REQUIRED TASKS ::
• a. From the text about the synopsis utility, repeat word for word the part that opens with the words containing "[gail@gail]$ synopsis" and closes with "the $PATH elements.".
• b. Answer these from the text about the synopsis utility, one per line:
(i) Besides a grep line, what filtering does synopsis use?
(ii) Which script in the sample output launches a stylized xterm?
(iii) According to the sample output, what does path print?

In addition to just you looking for utilities you may create utilities that go into a shared directory resource and others will want to know what the scripts do without having to run help or man on each.

In order to deal with this I created a very simple shell utility called "synopsis". It's little more than a grep line with some sed filtering to get a formatted comment out of my files that tells me what they do. That makes it easier and faster to find what I'm looking for and then I can go into detail by looking at m help and usage using the script's tools, or go in and look at the code and internal comments.

Here is an example of synopsis' output:

[gail@gail]$ synopsis

buildterm:       Launch a stylized xterm that identifies it as my build terminal
evar:    Print formatted output of the environment variables passed as args
foo.php:         Get the target webpage and redirect the output to a blog entry
path:    Prints a one per line list of the $PATH elements.

DATASET CONTENT ::
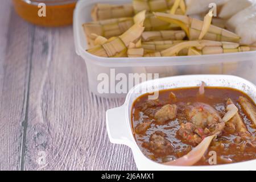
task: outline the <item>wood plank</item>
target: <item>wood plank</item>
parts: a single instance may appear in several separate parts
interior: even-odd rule
[[[0,7],[0,169],[20,168],[34,28]]]
[[[135,169],[130,150],[110,144],[106,129],[106,110],[123,100],[89,92],[72,27],[37,27],[35,38],[24,169]],[[37,162],[42,151],[45,165]]]

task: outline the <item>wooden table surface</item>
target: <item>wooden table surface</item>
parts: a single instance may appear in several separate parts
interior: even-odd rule
[[[2,0],[0,43],[0,170],[137,169],[106,130],[106,110],[124,100],[89,92],[72,26],[31,25]]]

RESULTS IN ORDER ::
• a.
[gail@gail]$ synopsis

buildterm:       Launch a stylized xterm that identifies it as my build terminal
evar:    Print formatted output of the environment variables passed as args
foo.php:         Get the target webpage and redirect the output to a blog entry
path:    Prints a one per line list of the $PATH elements.

• b.
(i) sed filtering
(ii) buildterm
(iii) A one per line list of the $PATH elements